- [WHAT THE EXERCISE ASKS] Start at the line that has "If it's not too much trouble, could you detect the ornamental" and stop after the line that has "[0,68,748,500]". Copy that data with "ornamental plant" replaced by "decorative plant" and everything else unchanged.

--- START EXERCISE INPUT ---

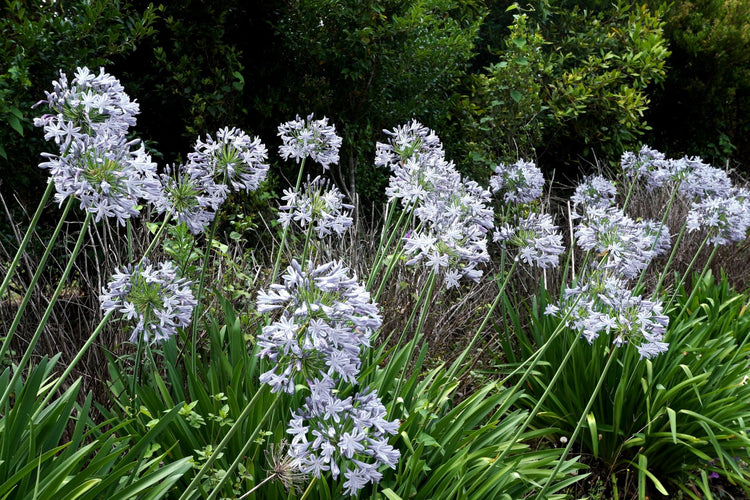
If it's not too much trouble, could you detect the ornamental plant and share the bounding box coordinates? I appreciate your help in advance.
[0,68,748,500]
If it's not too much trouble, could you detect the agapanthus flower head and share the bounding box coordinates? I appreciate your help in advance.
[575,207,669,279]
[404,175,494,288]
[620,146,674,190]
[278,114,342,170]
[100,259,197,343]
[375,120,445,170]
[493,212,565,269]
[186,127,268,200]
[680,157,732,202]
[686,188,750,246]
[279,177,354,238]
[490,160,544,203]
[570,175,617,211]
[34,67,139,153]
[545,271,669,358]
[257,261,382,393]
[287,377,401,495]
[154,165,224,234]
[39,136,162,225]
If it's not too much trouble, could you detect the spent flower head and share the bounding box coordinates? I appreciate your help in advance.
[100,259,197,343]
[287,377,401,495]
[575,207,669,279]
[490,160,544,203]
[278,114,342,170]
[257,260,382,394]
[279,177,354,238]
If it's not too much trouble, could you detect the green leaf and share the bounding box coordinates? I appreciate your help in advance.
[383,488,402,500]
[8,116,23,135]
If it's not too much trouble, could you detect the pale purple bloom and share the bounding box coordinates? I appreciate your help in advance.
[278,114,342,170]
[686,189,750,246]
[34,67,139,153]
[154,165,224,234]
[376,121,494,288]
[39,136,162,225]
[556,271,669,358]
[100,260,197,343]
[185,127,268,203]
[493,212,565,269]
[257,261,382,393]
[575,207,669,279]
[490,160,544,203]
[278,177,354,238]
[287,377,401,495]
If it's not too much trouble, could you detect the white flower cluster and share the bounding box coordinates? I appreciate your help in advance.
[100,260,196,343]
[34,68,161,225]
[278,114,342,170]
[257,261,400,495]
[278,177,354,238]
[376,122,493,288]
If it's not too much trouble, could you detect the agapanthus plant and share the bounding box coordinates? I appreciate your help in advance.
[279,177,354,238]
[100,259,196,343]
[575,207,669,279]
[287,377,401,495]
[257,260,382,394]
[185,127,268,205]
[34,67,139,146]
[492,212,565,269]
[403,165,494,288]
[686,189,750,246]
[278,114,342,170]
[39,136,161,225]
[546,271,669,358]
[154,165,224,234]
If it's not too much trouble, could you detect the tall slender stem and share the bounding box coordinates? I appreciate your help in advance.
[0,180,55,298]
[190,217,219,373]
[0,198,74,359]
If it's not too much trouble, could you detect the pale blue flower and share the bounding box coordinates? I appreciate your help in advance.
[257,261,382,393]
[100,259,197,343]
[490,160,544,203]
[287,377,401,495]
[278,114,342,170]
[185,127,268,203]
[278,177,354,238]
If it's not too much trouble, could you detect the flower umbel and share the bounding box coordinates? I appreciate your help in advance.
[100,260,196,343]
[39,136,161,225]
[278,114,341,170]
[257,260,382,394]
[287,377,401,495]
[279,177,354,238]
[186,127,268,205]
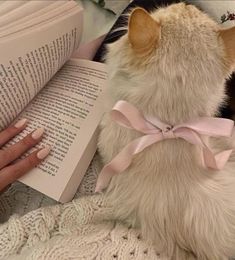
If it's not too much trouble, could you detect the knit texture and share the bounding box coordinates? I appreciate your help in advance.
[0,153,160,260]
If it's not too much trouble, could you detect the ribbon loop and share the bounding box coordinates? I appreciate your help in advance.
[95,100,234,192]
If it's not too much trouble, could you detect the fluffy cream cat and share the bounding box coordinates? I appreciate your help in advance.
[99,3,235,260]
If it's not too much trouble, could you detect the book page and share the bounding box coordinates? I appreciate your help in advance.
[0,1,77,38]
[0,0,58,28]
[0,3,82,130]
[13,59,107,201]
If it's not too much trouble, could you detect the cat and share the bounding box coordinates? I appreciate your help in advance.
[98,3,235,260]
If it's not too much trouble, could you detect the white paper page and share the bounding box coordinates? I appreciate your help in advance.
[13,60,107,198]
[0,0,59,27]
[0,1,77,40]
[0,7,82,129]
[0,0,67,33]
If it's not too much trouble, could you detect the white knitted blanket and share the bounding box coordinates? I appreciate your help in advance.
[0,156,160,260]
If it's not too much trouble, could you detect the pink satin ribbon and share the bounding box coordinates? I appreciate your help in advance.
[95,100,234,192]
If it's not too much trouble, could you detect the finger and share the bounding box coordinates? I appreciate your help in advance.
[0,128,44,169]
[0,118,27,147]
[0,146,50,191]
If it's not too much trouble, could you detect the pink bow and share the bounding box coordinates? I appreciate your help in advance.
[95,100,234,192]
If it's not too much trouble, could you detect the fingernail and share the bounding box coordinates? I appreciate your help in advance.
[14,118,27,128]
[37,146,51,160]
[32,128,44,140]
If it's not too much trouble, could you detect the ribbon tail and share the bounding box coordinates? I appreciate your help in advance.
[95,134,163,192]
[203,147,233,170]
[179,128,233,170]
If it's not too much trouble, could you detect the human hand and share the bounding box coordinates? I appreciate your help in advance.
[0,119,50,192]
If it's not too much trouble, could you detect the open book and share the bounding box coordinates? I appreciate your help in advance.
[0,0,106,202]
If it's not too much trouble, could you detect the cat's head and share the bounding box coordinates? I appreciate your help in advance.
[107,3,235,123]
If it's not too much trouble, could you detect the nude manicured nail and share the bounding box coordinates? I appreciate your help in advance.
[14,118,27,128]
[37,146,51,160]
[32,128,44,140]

--- END EXERCISE INPUT ---
--- START EXERCISE INPUT ---

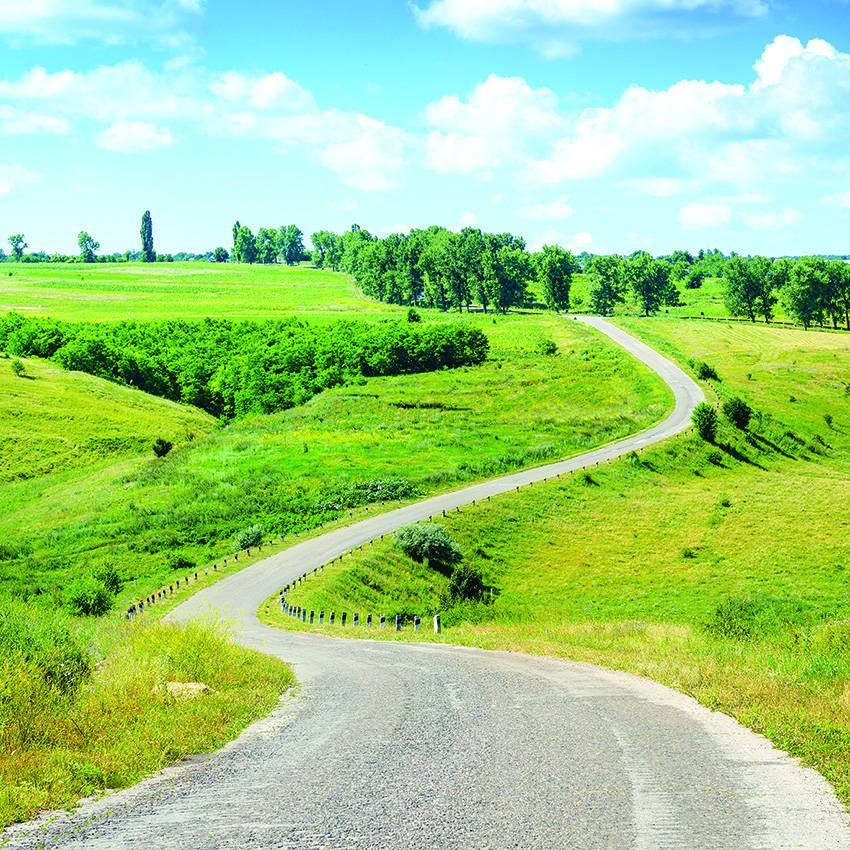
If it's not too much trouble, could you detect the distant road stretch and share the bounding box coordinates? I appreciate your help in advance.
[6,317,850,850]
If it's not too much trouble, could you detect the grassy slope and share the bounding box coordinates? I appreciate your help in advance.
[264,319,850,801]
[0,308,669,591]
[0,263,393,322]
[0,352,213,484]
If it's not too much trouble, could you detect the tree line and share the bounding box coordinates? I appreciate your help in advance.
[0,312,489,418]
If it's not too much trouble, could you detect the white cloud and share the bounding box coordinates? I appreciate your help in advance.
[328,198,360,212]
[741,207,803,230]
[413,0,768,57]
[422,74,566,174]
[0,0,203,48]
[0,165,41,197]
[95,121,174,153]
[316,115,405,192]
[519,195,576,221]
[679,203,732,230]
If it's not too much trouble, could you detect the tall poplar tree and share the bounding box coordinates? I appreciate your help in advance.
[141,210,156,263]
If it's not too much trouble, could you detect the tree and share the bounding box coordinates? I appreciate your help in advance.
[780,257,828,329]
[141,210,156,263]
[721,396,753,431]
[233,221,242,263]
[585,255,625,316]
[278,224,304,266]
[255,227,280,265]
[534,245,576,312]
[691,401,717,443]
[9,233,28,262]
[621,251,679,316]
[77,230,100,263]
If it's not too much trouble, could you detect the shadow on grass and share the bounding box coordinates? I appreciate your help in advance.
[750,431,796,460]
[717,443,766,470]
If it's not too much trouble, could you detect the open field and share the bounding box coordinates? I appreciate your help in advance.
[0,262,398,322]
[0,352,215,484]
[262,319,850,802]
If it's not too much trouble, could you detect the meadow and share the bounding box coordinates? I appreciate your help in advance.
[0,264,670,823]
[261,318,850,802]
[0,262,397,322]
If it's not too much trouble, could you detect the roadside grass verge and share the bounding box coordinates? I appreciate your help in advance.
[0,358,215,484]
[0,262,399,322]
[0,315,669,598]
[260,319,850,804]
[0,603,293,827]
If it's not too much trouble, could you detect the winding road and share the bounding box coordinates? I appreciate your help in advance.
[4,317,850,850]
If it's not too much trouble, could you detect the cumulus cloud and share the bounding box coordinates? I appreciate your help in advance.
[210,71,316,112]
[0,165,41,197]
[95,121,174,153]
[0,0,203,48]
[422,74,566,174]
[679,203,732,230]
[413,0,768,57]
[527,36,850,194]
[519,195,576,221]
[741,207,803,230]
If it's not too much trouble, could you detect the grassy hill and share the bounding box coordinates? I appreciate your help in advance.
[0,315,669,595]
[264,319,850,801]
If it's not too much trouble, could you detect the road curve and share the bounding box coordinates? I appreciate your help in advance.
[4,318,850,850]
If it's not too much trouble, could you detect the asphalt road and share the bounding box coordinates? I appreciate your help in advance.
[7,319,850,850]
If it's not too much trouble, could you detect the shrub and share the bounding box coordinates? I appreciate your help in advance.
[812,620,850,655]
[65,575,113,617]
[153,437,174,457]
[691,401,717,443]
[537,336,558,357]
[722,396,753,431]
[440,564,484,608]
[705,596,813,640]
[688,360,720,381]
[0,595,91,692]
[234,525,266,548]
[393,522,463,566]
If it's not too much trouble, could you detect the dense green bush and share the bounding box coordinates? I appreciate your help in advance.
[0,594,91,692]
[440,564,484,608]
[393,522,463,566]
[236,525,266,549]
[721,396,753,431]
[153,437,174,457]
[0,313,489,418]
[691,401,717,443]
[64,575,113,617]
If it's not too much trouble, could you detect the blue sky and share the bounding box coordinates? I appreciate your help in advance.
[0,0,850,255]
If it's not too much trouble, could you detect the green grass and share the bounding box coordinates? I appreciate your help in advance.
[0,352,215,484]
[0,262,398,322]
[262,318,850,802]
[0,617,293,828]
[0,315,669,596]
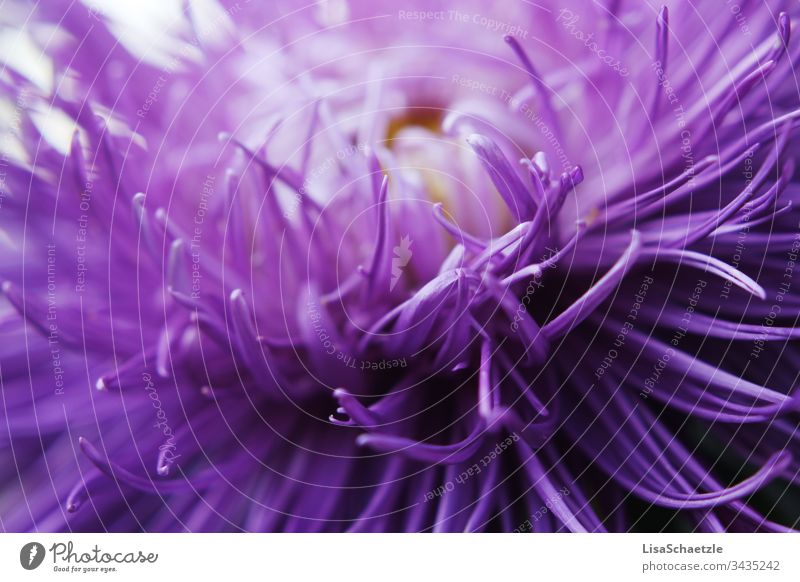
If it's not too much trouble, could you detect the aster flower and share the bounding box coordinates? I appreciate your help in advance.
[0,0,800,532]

--- END EXERCISE INPUT ---

- [FINAL RESULT]
If it's not too much trouble, could you detect the decorative plant and share the bounding box coordinates? I appreciate your help in advance.
[0,68,748,500]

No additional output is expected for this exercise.